GIVEN DATA:
>> BEGIN
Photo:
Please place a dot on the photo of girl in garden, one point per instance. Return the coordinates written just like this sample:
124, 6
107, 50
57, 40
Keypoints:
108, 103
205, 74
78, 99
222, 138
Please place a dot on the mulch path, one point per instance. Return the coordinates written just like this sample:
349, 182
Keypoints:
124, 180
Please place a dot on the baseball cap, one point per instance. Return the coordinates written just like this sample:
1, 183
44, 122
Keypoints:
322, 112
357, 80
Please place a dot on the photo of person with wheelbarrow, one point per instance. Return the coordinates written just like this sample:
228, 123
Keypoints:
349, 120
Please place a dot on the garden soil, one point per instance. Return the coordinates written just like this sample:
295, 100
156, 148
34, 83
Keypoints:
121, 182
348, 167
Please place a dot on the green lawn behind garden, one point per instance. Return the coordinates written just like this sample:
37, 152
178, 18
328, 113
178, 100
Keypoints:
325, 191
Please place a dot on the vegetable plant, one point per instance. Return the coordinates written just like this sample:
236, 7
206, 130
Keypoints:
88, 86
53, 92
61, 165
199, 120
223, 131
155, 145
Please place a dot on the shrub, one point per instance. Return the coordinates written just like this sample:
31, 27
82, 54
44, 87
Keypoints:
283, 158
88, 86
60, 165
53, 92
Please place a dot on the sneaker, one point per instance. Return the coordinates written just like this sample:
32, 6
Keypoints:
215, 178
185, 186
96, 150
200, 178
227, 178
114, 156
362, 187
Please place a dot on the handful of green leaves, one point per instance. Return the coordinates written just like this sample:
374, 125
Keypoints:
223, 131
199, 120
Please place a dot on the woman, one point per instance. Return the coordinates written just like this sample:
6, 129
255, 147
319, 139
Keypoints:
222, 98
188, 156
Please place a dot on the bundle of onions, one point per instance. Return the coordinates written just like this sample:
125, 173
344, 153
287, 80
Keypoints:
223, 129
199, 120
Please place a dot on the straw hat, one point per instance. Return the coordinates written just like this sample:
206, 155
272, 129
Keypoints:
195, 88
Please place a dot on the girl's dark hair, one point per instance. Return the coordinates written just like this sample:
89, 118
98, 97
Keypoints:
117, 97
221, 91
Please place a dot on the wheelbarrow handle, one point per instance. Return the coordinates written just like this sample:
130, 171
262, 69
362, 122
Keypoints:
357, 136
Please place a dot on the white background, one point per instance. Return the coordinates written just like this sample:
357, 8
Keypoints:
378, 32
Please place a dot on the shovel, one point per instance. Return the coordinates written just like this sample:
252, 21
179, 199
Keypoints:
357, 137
>> END
EXERCISE DIRECTIONS: Pull out every line from the one with "Please place a dot on the woman, one" to the end of the listing, and output only those.

TASK RESPONSE:
Please place a dot on the woman, one point per instance. Return the coordinates written just like this sample:
6, 129
255, 147
319, 139
Keypoints:
222, 98
188, 156
Please place a dot on the bundle of onions, one point per instance. Return the coordinates written just like this sample:
125, 173
344, 153
287, 80
Keypoints:
223, 129
199, 120
Please place a dot on the straw hat, one point per instance. Return the coordinates written just like this sample:
206, 155
272, 129
Keypoints:
195, 88
Please place a dot on the girl's dark hair, one point per instance. Return the coordinates written just like this sample:
89, 118
98, 97
Keypoints:
117, 97
221, 91
Please place a dot on the wheelbarrow handle, one point per instance. Return the coordinates written just like this sample:
130, 171
262, 69
362, 122
Keypoints:
357, 136
Please place a dot on the white background, one point per instance. Return the coordinates written just like this sample:
357, 8
Keypoints:
378, 32
Please place a dot on the shovel, one point per instance. Return the coordinates written just like this sample:
252, 21
179, 199
Keypoints:
357, 137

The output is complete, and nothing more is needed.